**Problem requirements:**
Where does the word "locate" show up in the records? Copy every line that has it.

**Records for this task:**
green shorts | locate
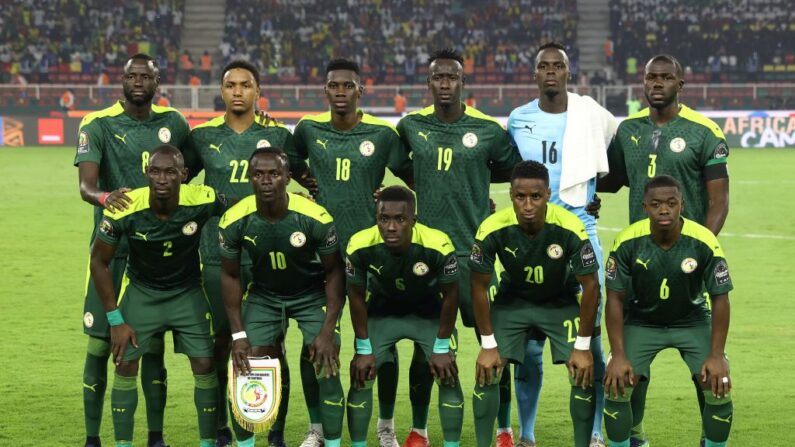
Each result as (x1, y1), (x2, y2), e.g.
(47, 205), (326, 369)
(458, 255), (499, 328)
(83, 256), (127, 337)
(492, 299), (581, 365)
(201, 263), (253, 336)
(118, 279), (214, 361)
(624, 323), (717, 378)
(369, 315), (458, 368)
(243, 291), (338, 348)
...
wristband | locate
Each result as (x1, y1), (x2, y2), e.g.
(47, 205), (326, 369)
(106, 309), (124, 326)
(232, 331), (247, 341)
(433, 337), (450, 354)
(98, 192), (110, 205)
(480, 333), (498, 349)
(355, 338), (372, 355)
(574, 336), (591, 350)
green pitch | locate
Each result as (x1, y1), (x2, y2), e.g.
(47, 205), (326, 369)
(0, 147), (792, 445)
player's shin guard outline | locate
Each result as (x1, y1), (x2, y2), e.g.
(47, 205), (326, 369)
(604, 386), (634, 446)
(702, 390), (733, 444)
...
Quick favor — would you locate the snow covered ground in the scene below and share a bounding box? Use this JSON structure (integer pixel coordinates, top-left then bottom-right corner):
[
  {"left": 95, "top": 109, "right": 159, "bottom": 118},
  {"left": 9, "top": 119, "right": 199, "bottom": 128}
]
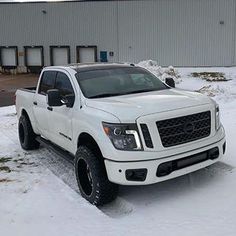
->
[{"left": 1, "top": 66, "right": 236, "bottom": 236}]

**Problem solution:**
green shorts | locate
wristband | locate
green pitch | locate
player's shin guard outline | locate
Quick favor — would you locate the snow covered ground in the scene below and share a bounding box? Use this JSON structure (integer pixel coordinates, top-left then bottom-right corner):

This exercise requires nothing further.